## PASSAGE TO READ
_____

Tecniplas extends useful life of composites equipment used in paper mill by 50%
Taking into accordance corrosive fluids and high process temperatures, the new FRP up flow tower is able to operate for 15 years without need for maintenance.
With a height of 42 meters, the tower was transported in two sections and assembled in the field. All photo credit: Tecniplas
In November 2020, Tecniplas (Cabreúva, Brazil), a manufacturer of tanks and special fiberglass-reinforced plastic (FRP) equipment, took advantage of FRP’s versatility and developed composite equipment for a paper mill, extending the equipment’s useful life by 50%.
According to Luís Gustavo Rossi, director of Tecniplas, said composite equipment was a flow tower used in the pulp bleaching process. “The customer has operated this type of equipment for a decade. However, in the last five years of use, some structural reforms were necessary, due to the high aggressiveness of the environment.” In addition to working with highly corrosive fluids, the tower operates at 70°C.

_____

## PROVIDED DATA
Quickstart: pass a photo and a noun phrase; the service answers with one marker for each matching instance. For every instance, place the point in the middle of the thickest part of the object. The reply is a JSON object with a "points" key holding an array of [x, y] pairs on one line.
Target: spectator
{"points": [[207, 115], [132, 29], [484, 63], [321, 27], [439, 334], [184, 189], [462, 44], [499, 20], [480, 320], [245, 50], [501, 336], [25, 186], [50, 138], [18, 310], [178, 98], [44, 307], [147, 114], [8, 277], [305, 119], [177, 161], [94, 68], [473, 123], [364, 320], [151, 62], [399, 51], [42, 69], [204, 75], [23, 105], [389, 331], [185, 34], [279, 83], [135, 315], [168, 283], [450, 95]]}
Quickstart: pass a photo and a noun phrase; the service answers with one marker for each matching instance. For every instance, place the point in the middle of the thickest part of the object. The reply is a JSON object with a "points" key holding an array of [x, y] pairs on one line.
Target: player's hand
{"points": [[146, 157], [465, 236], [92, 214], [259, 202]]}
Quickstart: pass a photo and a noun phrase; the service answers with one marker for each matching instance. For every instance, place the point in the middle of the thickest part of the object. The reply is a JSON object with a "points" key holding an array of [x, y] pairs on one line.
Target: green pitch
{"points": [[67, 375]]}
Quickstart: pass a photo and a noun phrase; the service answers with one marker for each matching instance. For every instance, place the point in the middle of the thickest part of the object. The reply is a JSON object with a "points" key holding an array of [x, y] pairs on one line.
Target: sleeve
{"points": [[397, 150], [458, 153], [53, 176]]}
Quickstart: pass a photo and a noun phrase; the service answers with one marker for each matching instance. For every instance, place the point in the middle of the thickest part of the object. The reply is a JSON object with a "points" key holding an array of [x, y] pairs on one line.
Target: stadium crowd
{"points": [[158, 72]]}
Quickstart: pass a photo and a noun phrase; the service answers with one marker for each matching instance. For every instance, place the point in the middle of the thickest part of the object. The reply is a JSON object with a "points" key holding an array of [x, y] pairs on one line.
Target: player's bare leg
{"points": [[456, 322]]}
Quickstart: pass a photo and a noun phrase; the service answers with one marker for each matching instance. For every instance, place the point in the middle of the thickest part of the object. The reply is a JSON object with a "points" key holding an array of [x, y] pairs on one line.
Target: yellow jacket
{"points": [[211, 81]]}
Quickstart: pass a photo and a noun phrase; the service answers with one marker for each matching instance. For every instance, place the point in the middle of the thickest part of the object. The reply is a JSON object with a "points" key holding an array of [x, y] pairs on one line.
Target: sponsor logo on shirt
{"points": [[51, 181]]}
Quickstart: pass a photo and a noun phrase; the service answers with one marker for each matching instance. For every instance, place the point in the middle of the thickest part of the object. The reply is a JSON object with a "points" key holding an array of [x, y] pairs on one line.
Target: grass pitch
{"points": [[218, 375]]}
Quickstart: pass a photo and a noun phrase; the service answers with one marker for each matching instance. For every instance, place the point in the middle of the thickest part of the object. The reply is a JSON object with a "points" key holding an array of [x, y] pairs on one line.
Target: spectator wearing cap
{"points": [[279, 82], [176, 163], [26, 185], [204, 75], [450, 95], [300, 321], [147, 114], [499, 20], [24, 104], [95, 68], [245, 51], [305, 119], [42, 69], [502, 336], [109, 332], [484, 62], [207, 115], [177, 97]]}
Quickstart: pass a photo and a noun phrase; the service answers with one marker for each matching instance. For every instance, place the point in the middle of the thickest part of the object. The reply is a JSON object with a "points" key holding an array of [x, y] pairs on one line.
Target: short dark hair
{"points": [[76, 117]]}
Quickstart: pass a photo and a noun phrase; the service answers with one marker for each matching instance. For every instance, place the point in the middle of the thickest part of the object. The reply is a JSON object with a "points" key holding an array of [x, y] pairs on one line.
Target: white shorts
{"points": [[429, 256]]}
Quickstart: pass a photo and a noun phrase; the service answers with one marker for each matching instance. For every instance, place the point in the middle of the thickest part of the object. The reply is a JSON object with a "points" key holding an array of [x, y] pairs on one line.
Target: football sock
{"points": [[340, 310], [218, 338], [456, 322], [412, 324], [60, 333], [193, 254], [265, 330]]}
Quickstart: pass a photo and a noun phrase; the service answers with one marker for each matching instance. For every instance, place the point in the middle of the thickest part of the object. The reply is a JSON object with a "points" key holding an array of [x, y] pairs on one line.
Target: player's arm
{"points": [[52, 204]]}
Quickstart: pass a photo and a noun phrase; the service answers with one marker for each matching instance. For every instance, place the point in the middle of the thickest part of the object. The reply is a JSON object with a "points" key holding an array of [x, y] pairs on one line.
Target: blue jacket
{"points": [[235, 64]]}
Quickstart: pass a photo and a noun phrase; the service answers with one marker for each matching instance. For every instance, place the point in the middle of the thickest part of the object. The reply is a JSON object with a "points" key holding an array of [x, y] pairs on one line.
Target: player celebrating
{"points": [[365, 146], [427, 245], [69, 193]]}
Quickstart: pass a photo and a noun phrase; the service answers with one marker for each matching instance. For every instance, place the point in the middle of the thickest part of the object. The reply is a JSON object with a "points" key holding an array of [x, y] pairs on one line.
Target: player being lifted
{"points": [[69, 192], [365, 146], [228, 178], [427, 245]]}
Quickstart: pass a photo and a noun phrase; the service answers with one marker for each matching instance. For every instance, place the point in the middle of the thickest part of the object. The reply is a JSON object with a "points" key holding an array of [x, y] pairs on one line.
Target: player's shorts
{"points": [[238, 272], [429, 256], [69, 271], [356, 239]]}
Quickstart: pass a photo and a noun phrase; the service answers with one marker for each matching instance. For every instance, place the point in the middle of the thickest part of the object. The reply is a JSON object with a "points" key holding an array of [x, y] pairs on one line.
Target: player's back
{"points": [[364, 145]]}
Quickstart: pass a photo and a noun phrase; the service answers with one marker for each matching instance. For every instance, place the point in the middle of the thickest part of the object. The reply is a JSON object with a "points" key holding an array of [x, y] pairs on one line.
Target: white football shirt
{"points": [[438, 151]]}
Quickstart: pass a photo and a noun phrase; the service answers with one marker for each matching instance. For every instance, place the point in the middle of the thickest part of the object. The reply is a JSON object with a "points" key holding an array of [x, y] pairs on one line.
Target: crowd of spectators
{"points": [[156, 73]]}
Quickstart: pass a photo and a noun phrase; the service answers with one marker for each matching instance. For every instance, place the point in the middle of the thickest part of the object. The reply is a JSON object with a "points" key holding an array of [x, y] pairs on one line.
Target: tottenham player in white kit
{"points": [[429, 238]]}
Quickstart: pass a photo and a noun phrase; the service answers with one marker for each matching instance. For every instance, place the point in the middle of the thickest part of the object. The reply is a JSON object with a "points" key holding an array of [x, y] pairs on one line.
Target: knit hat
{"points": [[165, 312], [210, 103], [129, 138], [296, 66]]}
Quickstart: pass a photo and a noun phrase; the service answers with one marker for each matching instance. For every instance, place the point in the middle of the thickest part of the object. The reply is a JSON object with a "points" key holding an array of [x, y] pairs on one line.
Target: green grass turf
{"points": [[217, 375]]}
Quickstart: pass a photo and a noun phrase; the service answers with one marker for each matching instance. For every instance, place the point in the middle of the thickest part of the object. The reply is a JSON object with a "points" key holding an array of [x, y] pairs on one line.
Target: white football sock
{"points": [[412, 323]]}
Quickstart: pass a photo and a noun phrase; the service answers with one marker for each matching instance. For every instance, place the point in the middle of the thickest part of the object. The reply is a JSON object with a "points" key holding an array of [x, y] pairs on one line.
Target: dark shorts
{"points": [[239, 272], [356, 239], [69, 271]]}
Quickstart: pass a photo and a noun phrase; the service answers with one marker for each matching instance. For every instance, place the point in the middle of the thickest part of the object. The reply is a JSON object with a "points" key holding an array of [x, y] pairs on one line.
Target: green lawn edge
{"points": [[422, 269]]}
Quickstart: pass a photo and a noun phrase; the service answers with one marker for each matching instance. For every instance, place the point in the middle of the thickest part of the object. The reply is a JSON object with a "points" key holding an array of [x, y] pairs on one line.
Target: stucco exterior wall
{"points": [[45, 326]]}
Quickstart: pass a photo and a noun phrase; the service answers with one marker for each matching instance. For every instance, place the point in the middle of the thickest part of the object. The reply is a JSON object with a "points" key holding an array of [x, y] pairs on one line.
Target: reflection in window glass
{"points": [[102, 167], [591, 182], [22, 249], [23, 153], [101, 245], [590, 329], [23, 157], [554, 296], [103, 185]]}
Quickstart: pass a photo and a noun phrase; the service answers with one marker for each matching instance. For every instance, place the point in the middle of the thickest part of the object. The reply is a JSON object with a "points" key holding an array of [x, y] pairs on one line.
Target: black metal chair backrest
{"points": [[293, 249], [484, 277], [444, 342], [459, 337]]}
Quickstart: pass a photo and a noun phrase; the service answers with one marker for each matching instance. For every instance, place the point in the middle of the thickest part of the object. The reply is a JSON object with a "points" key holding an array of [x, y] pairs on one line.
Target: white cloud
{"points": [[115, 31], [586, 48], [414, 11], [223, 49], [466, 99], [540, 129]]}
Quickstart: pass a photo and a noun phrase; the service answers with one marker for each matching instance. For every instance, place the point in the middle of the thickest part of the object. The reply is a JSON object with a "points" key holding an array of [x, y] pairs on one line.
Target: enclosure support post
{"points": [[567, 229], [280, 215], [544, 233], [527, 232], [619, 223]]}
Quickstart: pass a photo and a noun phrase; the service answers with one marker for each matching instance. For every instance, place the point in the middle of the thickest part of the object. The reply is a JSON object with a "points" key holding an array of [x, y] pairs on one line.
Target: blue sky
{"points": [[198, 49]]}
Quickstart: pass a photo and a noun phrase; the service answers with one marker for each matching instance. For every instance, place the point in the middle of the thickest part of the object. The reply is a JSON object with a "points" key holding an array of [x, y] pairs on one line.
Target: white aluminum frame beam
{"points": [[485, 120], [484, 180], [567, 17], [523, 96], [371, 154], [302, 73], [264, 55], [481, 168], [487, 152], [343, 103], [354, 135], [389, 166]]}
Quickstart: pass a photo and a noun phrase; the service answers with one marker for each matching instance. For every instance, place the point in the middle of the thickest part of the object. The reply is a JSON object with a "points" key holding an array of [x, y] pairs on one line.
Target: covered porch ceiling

_____

## THE EXERCISE
Using the article about the Tecniplas flow tower, explain why the customer's earlier equipment needed structural reforms in its last five years of use. The records are not needed for this work.

## CORRECT RESPONSE
The reforms were needed because of the high aggressiveness of the environment. The tower works with highly corrosive fluids and operates at 70°C.